- **Given information**:

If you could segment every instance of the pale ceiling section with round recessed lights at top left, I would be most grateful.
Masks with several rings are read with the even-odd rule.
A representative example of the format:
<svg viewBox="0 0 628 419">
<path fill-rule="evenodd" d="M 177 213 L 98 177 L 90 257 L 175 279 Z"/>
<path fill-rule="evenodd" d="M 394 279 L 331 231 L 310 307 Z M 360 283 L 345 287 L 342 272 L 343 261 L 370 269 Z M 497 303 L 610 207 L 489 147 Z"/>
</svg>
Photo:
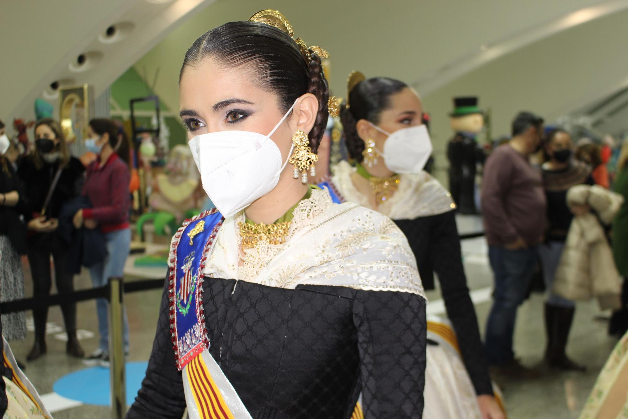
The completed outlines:
<svg viewBox="0 0 628 419">
<path fill-rule="evenodd" d="M 89 83 L 99 94 L 177 24 L 211 0 L 3 1 L 0 119 L 32 118 L 36 98 L 60 85 Z M 117 25 L 117 33 L 104 33 Z M 83 65 L 77 57 L 84 54 Z"/>
</svg>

- **Activity**: Skip the pictures and give the entries above again word for word.

- **Task output**:
If you could segment every instance of the pale ceiling section with round recessed lights at top left, I would be most grateful.
Masks with several rings are read with the even-odd rule.
A representative example of the format:
<svg viewBox="0 0 628 419">
<path fill-rule="evenodd" d="M 177 213 L 98 177 L 90 257 L 175 279 Z"/>
<path fill-rule="evenodd" d="M 394 279 L 331 231 L 310 307 Z M 360 283 L 345 287 L 342 272 L 343 261 L 370 269 Z M 497 303 L 610 207 L 489 147 Z"/>
</svg>
Photo:
The completed outlines:
<svg viewBox="0 0 628 419">
<path fill-rule="evenodd" d="M 89 83 L 99 94 L 177 24 L 211 0 L 3 1 L 0 119 L 32 118 L 36 98 L 60 85 Z M 117 25 L 117 33 L 104 33 Z M 83 65 L 77 57 L 84 54 Z"/>
</svg>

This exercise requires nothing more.